<<<<

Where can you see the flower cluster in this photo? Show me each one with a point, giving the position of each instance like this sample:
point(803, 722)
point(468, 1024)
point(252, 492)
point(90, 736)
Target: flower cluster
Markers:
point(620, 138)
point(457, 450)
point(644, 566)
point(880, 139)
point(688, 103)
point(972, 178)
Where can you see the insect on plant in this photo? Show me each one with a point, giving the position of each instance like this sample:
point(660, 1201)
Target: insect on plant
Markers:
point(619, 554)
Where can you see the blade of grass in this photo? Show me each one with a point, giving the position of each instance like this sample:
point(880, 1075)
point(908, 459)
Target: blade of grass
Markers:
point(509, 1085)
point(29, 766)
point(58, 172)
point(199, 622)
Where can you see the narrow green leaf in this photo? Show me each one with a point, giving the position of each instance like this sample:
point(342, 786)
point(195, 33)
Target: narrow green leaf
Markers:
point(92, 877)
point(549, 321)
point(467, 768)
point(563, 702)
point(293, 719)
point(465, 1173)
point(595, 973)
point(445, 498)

>>>>
<<<<

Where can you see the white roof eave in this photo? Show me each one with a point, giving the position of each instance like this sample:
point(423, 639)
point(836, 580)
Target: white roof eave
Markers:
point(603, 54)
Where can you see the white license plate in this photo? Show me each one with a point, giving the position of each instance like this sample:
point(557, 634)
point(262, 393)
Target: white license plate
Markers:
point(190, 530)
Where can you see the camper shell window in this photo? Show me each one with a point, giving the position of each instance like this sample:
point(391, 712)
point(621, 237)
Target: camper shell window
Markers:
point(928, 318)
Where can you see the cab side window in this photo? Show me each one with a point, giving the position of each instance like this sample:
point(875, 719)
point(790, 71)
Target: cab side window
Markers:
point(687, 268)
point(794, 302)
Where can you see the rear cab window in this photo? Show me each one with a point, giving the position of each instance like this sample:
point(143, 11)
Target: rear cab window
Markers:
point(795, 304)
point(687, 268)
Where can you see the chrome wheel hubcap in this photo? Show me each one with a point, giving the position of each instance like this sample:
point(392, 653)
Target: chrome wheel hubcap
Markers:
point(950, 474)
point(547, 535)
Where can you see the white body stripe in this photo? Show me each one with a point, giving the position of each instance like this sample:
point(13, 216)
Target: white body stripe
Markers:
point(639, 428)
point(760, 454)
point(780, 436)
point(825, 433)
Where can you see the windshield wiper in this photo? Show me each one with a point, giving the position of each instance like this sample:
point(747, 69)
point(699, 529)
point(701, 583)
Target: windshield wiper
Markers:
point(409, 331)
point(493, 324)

>>>>
<<<<

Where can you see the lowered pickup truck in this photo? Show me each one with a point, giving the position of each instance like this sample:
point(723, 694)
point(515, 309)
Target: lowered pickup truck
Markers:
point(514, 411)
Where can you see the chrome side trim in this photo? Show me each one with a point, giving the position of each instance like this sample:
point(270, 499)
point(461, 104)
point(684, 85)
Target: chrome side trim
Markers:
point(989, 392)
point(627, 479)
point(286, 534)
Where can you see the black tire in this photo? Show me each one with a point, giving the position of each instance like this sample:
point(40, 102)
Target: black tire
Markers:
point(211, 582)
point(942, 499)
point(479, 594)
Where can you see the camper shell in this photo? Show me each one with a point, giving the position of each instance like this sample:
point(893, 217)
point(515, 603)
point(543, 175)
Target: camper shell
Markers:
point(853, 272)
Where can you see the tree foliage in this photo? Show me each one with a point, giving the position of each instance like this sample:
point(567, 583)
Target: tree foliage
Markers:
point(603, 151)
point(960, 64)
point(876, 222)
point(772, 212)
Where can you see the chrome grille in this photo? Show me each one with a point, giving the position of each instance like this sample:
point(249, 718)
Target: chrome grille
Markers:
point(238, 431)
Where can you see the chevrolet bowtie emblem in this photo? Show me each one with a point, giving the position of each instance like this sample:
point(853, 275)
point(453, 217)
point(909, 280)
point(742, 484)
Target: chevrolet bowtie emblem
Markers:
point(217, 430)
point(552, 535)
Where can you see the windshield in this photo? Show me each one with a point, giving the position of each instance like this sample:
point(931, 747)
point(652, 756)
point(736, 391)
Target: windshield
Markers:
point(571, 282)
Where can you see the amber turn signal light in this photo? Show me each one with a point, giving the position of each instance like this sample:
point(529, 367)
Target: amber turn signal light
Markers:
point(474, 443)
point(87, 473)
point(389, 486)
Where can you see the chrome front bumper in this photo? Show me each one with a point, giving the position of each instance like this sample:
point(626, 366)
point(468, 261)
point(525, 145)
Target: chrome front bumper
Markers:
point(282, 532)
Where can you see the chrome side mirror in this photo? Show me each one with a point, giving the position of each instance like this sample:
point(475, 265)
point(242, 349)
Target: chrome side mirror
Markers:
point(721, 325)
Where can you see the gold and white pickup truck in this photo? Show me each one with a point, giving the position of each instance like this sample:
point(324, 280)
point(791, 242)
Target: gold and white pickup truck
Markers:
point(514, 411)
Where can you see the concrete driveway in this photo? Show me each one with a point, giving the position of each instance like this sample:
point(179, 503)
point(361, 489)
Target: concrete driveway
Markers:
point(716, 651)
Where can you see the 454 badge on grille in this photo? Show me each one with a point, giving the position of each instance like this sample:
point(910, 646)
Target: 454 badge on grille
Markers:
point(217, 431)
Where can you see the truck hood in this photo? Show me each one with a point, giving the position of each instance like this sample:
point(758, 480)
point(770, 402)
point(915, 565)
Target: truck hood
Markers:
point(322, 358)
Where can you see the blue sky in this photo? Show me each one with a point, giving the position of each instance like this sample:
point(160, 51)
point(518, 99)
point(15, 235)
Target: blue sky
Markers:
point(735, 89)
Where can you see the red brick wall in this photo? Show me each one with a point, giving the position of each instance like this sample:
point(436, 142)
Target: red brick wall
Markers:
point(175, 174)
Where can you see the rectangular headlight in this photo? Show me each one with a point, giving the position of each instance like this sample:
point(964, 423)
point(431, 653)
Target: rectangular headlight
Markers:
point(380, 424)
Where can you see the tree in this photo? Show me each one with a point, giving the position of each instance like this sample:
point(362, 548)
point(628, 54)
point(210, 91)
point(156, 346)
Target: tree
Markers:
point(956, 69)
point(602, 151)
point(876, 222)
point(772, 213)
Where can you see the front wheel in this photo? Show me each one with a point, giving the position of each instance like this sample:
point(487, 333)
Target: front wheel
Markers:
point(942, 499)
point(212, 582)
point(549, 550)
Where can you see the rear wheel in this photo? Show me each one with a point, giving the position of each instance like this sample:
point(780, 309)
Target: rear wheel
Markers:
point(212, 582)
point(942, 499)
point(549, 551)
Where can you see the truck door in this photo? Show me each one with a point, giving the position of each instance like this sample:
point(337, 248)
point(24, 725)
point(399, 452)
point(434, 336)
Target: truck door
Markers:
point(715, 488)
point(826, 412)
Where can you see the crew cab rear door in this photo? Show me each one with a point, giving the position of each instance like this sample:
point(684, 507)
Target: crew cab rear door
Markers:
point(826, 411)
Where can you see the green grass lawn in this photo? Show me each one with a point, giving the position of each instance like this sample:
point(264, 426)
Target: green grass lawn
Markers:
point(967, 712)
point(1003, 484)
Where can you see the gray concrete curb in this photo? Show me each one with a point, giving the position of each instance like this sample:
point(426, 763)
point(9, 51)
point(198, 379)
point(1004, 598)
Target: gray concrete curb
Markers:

>>>>

## [PROBLEM TO WORK ON]
Copy the records again word for word, starting with the line that contains "Where can you see the chrome side trim" and going on through the line that contains "point(286, 534)".

## [ANSWER TO THIS EXERCISE]
Where can you see the chrome side trim in this photo? Show me each one with a point, giving the position of each instance like this sample:
point(270, 499)
point(461, 104)
point(684, 85)
Target: chrome side trim
Markers:
point(989, 392)
point(627, 479)
point(286, 534)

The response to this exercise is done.